**Description of the task:**
Rewrite all the items below as a JSON list of strings, with one string for each line. Leave out blank lines.
— BEGIN Dataset rows —
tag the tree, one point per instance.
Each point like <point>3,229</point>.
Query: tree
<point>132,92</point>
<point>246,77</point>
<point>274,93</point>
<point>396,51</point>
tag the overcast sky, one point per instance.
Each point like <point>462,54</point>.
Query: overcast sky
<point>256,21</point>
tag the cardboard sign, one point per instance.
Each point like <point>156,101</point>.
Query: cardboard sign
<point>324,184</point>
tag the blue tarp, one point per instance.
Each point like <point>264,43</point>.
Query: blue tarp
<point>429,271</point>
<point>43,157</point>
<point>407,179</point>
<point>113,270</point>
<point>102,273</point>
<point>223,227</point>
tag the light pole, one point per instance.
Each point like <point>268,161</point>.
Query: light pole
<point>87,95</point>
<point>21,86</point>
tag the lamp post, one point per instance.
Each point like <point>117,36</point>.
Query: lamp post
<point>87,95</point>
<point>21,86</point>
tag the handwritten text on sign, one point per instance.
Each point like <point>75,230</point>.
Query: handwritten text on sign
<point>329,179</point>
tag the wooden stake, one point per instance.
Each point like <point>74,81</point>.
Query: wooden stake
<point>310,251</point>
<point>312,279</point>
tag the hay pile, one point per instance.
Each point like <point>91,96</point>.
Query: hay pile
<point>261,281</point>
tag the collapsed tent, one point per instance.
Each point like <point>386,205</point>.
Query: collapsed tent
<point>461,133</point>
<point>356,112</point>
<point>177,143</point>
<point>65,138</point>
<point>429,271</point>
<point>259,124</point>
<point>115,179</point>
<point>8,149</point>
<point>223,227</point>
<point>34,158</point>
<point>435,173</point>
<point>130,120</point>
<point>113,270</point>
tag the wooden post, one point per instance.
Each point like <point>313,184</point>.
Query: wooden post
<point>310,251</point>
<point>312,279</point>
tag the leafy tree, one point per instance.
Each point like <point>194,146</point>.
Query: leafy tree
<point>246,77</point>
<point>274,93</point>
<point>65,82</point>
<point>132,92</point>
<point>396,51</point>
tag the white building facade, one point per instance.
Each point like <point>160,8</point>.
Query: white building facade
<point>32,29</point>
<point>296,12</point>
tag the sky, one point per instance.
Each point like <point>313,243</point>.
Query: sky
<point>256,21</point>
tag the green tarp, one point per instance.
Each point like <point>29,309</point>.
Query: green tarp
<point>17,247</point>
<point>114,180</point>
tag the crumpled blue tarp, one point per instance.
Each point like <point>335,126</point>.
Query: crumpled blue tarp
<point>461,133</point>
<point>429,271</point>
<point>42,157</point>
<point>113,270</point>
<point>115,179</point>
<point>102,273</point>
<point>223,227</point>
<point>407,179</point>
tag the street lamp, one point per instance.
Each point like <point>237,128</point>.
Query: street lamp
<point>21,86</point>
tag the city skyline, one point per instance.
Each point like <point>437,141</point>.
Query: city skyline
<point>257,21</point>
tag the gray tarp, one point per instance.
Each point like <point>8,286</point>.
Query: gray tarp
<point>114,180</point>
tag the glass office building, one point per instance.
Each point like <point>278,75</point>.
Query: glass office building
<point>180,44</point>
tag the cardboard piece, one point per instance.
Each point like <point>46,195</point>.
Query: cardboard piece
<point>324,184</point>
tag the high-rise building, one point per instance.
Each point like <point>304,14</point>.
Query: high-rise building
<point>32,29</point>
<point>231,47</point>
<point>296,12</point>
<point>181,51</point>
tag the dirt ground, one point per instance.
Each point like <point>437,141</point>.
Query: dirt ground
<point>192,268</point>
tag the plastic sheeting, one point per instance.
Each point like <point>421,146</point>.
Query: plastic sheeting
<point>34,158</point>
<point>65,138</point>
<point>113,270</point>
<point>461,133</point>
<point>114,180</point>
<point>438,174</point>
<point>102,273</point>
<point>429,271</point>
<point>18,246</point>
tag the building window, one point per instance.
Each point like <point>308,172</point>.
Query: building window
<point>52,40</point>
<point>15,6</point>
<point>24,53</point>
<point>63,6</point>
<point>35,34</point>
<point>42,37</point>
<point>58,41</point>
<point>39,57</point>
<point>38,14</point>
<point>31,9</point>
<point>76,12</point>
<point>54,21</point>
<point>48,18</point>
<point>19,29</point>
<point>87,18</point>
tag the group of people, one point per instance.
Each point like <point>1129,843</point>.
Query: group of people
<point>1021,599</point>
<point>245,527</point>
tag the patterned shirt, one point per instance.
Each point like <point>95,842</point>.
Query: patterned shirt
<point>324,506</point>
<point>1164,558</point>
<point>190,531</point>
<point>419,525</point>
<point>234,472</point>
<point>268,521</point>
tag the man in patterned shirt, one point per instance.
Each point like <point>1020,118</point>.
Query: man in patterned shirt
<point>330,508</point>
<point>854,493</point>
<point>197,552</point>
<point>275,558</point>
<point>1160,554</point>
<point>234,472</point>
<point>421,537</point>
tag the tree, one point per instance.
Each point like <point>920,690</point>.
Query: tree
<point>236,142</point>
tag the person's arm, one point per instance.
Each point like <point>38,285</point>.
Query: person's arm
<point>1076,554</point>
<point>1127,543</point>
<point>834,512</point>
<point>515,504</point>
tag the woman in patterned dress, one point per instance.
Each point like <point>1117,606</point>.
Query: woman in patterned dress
— END Dataset rows —
**Answer for this exercise:**
[
  "tag the tree, one point per instance.",
  "Each point like <point>3,229</point>.",
  "Query: tree",
  "<point>132,92</point>",
  "<point>246,77</point>",
  "<point>274,93</point>",
  "<point>396,51</point>",
  "tag the overcast sky, one point per instance.",
  "Each point like <point>462,54</point>.",
  "Query: overcast sky",
  "<point>256,21</point>",
  "tag the cardboard sign, one point per instance.",
  "Each point like <point>156,101</point>.",
  "Query: cardboard sign",
  "<point>324,184</point>",
  "tag the blue tarp, one point per instance.",
  "Each point like <point>264,43</point>.",
  "Query: blue tarp",
  "<point>429,271</point>",
  "<point>43,157</point>",
  "<point>407,179</point>",
  "<point>113,270</point>",
  "<point>102,273</point>",
  "<point>223,227</point>",
  "tag the light pole, one point per instance.",
  "Each point like <point>268,161</point>.",
  "Query: light pole",
  "<point>87,95</point>",
  "<point>21,86</point>",
  "tag the lamp post, one point per instance.",
  "Each point like <point>117,36</point>.",
  "Query: lamp post",
  "<point>87,95</point>",
  "<point>21,86</point>",
  "tag the handwritten text on sign, one point per instance.",
  "Each point like <point>75,230</point>.",
  "Query: handwritten text on sign",
  "<point>329,179</point>",
  "tag the wooden stake, one point per instance.",
  "Each point like <point>74,81</point>.",
  "Query: wooden stake",
  "<point>310,251</point>",
  "<point>312,279</point>",
  "tag the hay pile, one point per instance.",
  "Each point like <point>91,96</point>.",
  "Query: hay pile",
  "<point>261,281</point>",
  "tag the collapsed tent, one point per instance.",
  "Each point like <point>386,205</point>.",
  "Query: collapsed tent",
  "<point>461,133</point>",
  "<point>356,112</point>",
  "<point>177,143</point>",
  "<point>65,138</point>",
  "<point>429,271</point>",
  "<point>259,124</point>",
  "<point>115,179</point>",
  "<point>8,149</point>",
  "<point>223,227</point>",
  "<point>34,158</point>",
  "<point>435,173</point>",
  "<point>130,120</point>",
  "<point>113,270</point>",
  "tag the wooden post, one point per instance.",
  "Each point like <point>313,184</point>.",
  "Query: wooden post",
  "<point>310,251</point>",
  "<point>312,279</point>",
  "tag the leafy tree, one point per instance.",
  "Each point like <point>194,146</point>.",
  "Query: leafy tree",
  "<point>246,77</point>",
  "<point>274,93</point>",
  "<point>65,82</point>",
  "<point>132,92</point>",
  "<point>396,51</point>",
  "tag the white building facade, one point per instance.",
  "Each point like <point>160,8</point>.",
  "Query: white building facade",
  "<point>32,29</point>",
  "<point>296,12</point>",
  "tag the sky, one point per instance.",
  "Each point like <point>313,243</point>.",
  "Query: sky",
  "<point>256,21</point>",
  "tag the green tarp, one point per instance.",
  "Each point like <point>29,309</point>.",
  "Query: green tarp",
  "<point>17,247</point>",
  "<point>114,180</point>",
  "tag the crumpled blue tarp, one point per instance.",
  "Each point like <point>335,126</point>.",
  "Query: crumpled blue tarp",
  "<point>461,133</point>",
  "<point>429,271</point>",
  "<point>42,157</point>",
  "<point>113,270</point>",
  "<point>115,179</point>",
  "<point>102,273</point>",
  "<point>223,227</point>",
  "<point>407,179</point>",
  "tag the street lamp, one point per instance.",
  "Each point like <point>237,128</point>.",
  "Query: street lamp",
  "<point>21,86</point>",
  "tag the city skyline, one point per instance.",
  "Each point like <point>437,141</point>.",
  "Query: city skyline",
  "<point>257,21</point>",
  "tag the gray tarp, one point per instance.",
  "Each point like <point>8,286</point>.",
  "Query: gray tarp",
  "<point>114,180</point>",
  "tag the glass office building, one point per instance.",
  "Each point like <point>278,75</point>.",
  "Query: glass office building",
  "<point>180,44</point>",
  "tag the cardboard piece, one point per instance.",
  "Each point like <point>46,195</point>.",
  "Query: cardboard piece",
  "<point>324,184</point>",
  "tag the high-rise building, one point per instance.",
  "Each point like <point>304,14</point>.",
  "Query: high-rise building",
  "<point>32,29</point>",
  "<point>231,47</point>",
  "<point>296,12</point>",
  "<point>181,51</point>",
  "tag the dirt ground, one point per instance.",
  "Each point like <point>437,141</point>.",
  "Query: dirt ground",
  "<point>192,268</point>",
  "tag the plastic sheeting, one point per instance.",
  "Each point like <point>421,146</point>.",
  "Query: plastic sheeting",
  "<point>34,158</point>",
  "<point>65,138</point>",
  "<point>113,270</point>",
  "<point>461,133</point>",
  "<point>114,180</point>",
  "<point>438,174</point>",
  "<point>102,273</point>",
  "<point>429,271</point>",
  "<point>18,246</point>",
  "tag the building window, one point per instance.",
  "Each point like <point>308,172</point>.",
  "Query: building window",
  "<point>52,40</point>",
  "<point>15,6</point>",
  "<point>24,53</point>",
  "<point>63,6</point>",
  "<point>35,34</point>",
  "<point>42,37</point>",
  "<point>58,41</point>",
  "<point>39,57</point>",
  "<point>38,14</point>",
  "<point>31,9</point>",
  "<point>76,12</point>",
  "<point>54,21</point>",
  "<point>48,18</point>",
  "<point>19,29</point>",
  "<point>87,18</point>",
  "tag the group of people, one point per instance.",
  "Each point like <point>1129,843</point>.",
  "Query: group of people",
  "<point>1021,599</point>",
  "<point>245,527</point>",
  "tag the patterned shirt, one point per instance.",
  "Each point like <point>95,842</point>.",
  "Query: patterned shirt",
  "<point>324,506</point>",
  "<point>1164,558</point>",
  "<point>190,531</point>",
  "<point>419,525</point>",
  "<point>234,472</point>",
  "<point>268,521</point>",
  "tag the man in patterned shirt, one point per instance.",
  "Each point like <point>1020,118</point>.",
  "Query: man in patterned shirt",
  "<point>330,508</point>",
  "<point>854,493</point>",
  "<point>197,552</point>",
  "<point>275,558</point>",
  "<point>1160,554</point>",
  "<point>234,472</point>",
  "<point>421,537</point>",
  "tag the tree, one point per instance.",
  "Each point like <point>920,690</point>.",
  "Query: tree",
  "<point>236,142</point>",
  "tag the person's arm, one point per instance.",
  "Each point like <point>38,285</point>.",
  "Query: person's arm",
  "<point>1076,554</point>",
  "<point>1127,543</point>",
  "<point>834,512</point>",
  "<point>515,504</point>",
  "tag the woman in patterned dress, one point per instance.",
  "Each point like <point>1117,606</point>.",
  "Query: woman in patterned dress"
]